**GOAL OF THE EXERCISE**
Repeat every record exactly, but keep images out of the copy.

[Data extracted from a collection]
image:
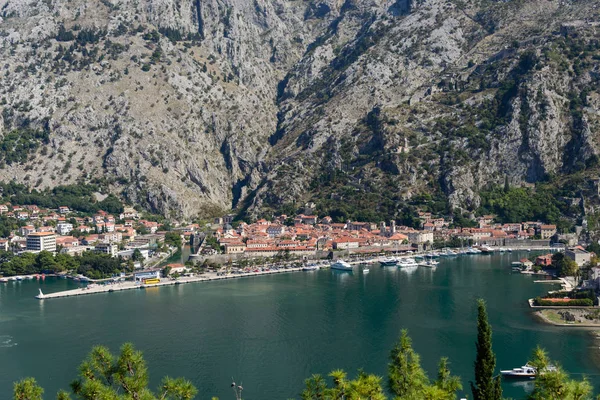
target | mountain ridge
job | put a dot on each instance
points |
(193, 108)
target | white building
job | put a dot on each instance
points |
(40, 241)
(107, 248)
(64, 228)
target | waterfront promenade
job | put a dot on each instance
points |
(208, 276)
(128, 285)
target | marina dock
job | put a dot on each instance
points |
(128, 285)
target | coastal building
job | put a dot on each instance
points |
(345, 243)
(41, 241)
(235, 248)
(547, 231)
(107, 248)
(127, 254)
(67, 241)
(544, 261)
(147, 274)
(579, 255)
(64, 228)
(129, 213)
(176, 268)
(26, 230)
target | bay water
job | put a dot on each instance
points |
(272, 332)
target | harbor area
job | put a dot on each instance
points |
(118, 286)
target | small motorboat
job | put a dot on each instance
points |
(388, 262)
(429, 264)
(341, 266)
(310, 268)
(525, 372)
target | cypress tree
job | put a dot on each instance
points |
(486, 386)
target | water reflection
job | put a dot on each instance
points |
(409, 270)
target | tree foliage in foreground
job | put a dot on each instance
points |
(554, 383)
(107, 377)
(486, 386)
(104, 376)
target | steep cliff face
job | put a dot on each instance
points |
(171, 102)
(466, 94)
(195, 107)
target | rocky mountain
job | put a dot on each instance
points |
(191, 108)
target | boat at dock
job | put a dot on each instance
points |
(486, 249)
(407, 263)
(429, 264)
(388, 262)
(310, 268)
(341, 266)
(525, 372)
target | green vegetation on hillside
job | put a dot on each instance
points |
(103, 375)
(91, 264)
(106, 376)
(546, 202)
(76, 197)
(18, 144)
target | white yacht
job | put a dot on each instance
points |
(310, 268)
(341, 265)
(526, 371)
(429, 264)
(407, 263)
(388, 262)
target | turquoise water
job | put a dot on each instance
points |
(272, 332)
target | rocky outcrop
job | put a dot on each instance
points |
(191, 108)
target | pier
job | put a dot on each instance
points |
(128, 285)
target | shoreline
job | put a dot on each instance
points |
(544, 318)
(210, 276)
(129, 285)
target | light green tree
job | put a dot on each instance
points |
(408, 381)
(486, 386)
(365, 386)
(107, 377)
(27, 389)
(553, 383)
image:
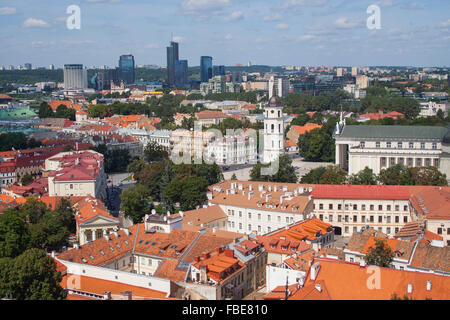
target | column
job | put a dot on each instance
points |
(338, 155)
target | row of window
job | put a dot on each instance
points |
(363, 207)
(346, 218)
(400, 145)
(259, 217)
(386, 230)
(439, 231)
(419, 162)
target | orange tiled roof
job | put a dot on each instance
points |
(297, 204)
(306, 128)
(348, 281)
(99, 287)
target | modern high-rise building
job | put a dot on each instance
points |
(126, 69)
(172, 57)
(218, 71)
(279, 87)
(105, 77)
(206, 68)
(75, 77)
(181, 73)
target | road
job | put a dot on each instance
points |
(302, 168)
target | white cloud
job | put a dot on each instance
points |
(179, 39)
(35, 23)
(303, 3)
(193, 6)
(152, 46)
(343, 23)
(282, 26)
(274, 17)
(445, 24)
(306, 37)
(8, 11)
(236, 15)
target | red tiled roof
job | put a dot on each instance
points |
(360, 192)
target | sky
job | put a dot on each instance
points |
(264, 32)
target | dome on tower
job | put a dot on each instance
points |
(274, 101)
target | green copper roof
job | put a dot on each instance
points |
(385, 132)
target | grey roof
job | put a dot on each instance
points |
(383, 132)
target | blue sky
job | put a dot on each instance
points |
(270, 32)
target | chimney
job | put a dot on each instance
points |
(203, 276)
(205, 255)
(315, 270)
(229, 253)
(127, 295)
(410, 288)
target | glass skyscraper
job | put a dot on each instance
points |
(172, 57)
(126, 69)
(206, 69)
(181, 73)
(219, 71)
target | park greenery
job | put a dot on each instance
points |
(45, 111)
(285, 172)
(165, 186)
(380, 256)
(17, 141)
(116, 160)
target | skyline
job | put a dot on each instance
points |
(274, 33)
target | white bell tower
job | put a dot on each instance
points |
(273, 130)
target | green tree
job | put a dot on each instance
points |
(14, 234)
(33, 276)
(154, 152)
(45, 111)
(381, 255)
(286, 172)
(26, 179)
(136, 166)
(333, 175)
(313, 176)
(136, 202)
(364, 177)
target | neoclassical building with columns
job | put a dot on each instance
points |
(380, 147)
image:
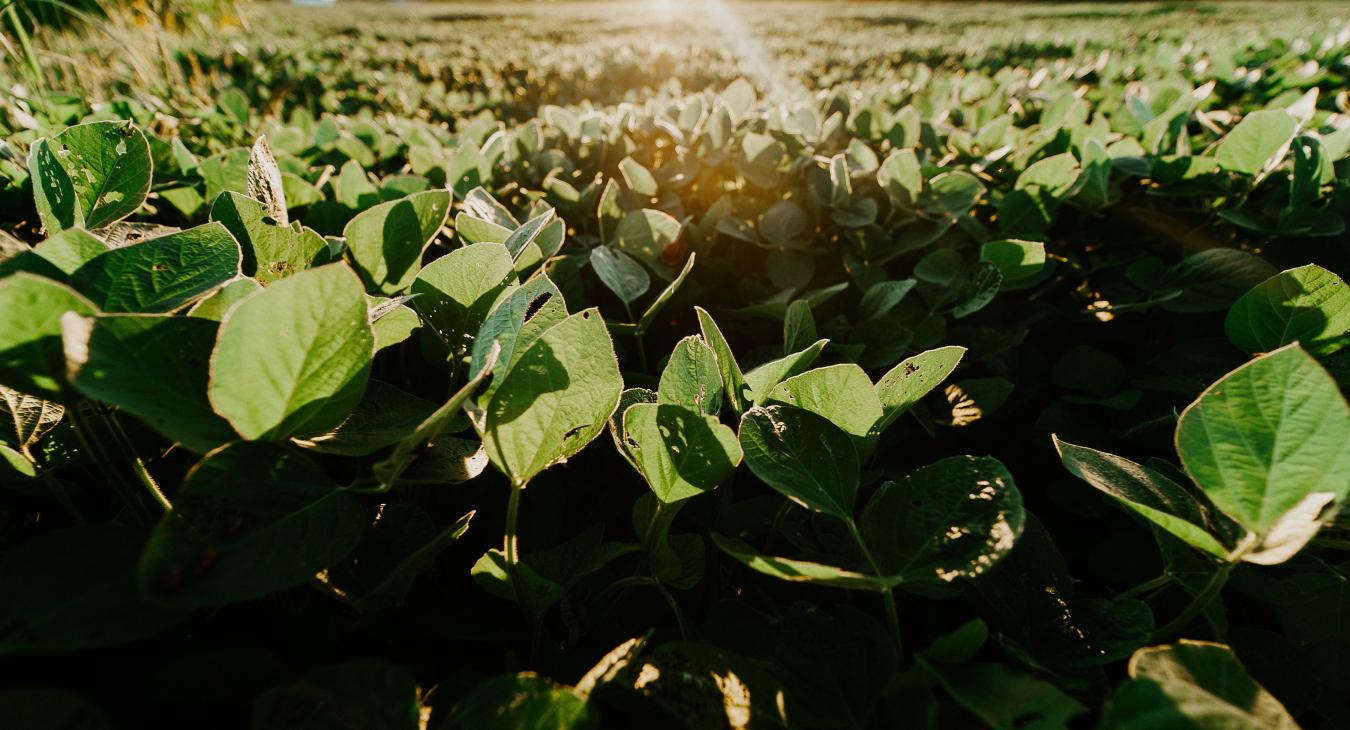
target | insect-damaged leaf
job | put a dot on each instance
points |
(386, 242)
(161, 274)
(803, 456)
(250, 520)
(910, 381)
(840, 393)
(691, 378)
(31, 358)
(679, 451)
(555, 397)
(153, 367)
(294, 356)
(107, 167)
(1271, 445)
(265, 181)
(272, 250)
(1149, 493)
(952, 518)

**FULL SOLUTION**
image:
target | mountain ridge
job | put a dot on each instance
points |
(193, 108)
target | white building
job | put a dot on each instance
points |
(40, 241)
(107, 248)
(64, 228)
target | waterfront promenade
job | put a dot on each instance
points |
(208, 276)
(128, 285)
target | marina dock
job | put a dot on each instance
points |
(128, 285)
target | coastal building
job | put a dot on each instance
points |
(345, 243)
(41, 241)
(235, 248)
(547, 231)
(107, 248)
(127, 254)
(67, 241)
(544, 261)
(147, 274)
(579, 255)
(64, 228)
(129, 213)
(176, 268)
(26, 230)
target | bay water
job | put a dot on each instance
points |
(272, 332)
target | harbor area
job | put a dot on each instance
points |
(118, 286)
target | small motorboat
job | put a dot on each instance
points |
(388, 262)
(429, 264)
(341, 266)
(310, 268)
(525, 372)
target | cypress tree
job | put a dot on each instance
points |
(486, 386)
target | water reflection
job | put a dot on each instance
points |
(409, 270)
target | tree foliage in foreground
job | put a dot on each instance
points |
(554, 383)
(107, 377)
(486, 386)
(104, 376)
target | steep cliff face
job | put a dot on each instance
points |
(171, 102)
(466, 94)
(195, 107)
target | rocky mountain
job | put a dot on each instance
points |
(191, 108)
target | boat at dock
job | put a dot on each instance
points |
(486, 249)
(407, 263)
(429, 264)
(388, 262)
(310, 268)
(341, 266)
(525, 372)
target | green vegetation on hillside
job | put a dot on each instance
points |
(103, 375)
(91, 264)
(106, 376)
(546, 202)
(76, 197)
(18, 144)
target | white yacht
job | put a dot on each instance
points |
(310, 268)
(341, 265)
(526, 371)
(429, 264)
(407, 263)
(388, 262)
target | turquoise water
job | put a dot on each instance
points |
(272, 332)
target | rocky outcrop
job | put a dot on each instance
points |
(191, 108)
target | pier
job | put a dot on each instance
points |
(128, 285)
target | shoreline
job | put a dot on each instance
points |
(544, 318)
(210, 276)
(129, 285)
target | light green tree
job | put a dot on each instance
points |
(408, 381)
(486, 386)
(365, 386)
(107, 377)
(27, 389)
(553, 383)
image:
target | column
job | put a dot on each instance
points |
(338, 155)
target | row of window
job | put a dot on each instance
points |
(363, 207)
(346, 218)
(400, 145)
(259, 217)
(386, 230)
(439, 231)
(419, 162)
target | orange tiled roof
job | put a dot on each instance
points |
(297, 204)
(306, 128)
(348, 281)
(99, 287)
target | modern high-rise building
job | put a dot on each instance
points |
(126, 69)
(172, 57)
(218, 71)
(279, 87)
(105, 77)
(206, 68)
(75, 77)
(181, 73)
target | road
job | put a dot on each instance
points |
(302, 168)
target | white cloud
job | put a dot on each instance
points |
(179, 39)
(35, 23)
(303, 3)
(193, 6)
(152, 46)
(343, 23)
(282, 26)
(274, 17)
(445, 24)
(306, 37)
(8, 11)
(236, 15)
target | red tiled roof
job | put a dot on each instance
points |
(360, 192)
target | sky
job | put a dot on each instance
points |
(264, 32)
target | dome on tower
job | put a dot on each instance
points |
(274, 101)
target | green copper roof
job | put a dot on each instance
points |
(385, 132)
target | grey roof
job | put a dot on each instance
points |
(383, 132)
target | blue sky
job | put a dot on each instance
points |
(270, 32)
target | chimney
job | put a dot on each instance
points |
(203, 276)
(205, 255)
(315, 270)
(229, 253)
(127, 295)
(410, 288)
target | glass skyscraper
job | put a dot on each instance
points |
(172, 57)
(126, 69)
(206, 69)
(181, 73)
(219, 71)
target | park greenery
job | put a dot on each instance
points |
(45, 111)
(285, 172)
(165, 186)
(380, 256)
(17, 141)
(116, 160)
target | skyline
job | put a dot on each instance
points |
(274, 33)
target | white bell tower
job | put a dot on each instance
points |
(273, 130)
target | green tree
job | put a dot on each instance
points |
(14, 234)
(33, 276)
(154, 152)
(45, 111)
(381, 255)
(286, 172)
(26, 179)
(136, 166)
(333, 175)
(313, 176)
(136, 202)
(364, 177)
target | neoclassical building with columns
job | put a dot on each instance
points |
(380, 147)
image:
target | insect-damaged leaf
job | put a dot on each instance
points |
(386, 242)
(161, 274)
(803, 456)
(250, 520)
(910, 381)
(840, 393)
(691, 378)
(31, 358)
(679, 451)
(555, 397)
(153, 367)
(294, 356)
(107, 167)
(1271, 445)
(265, 181)
(272, 250)
(1149, 493)
(952, 518)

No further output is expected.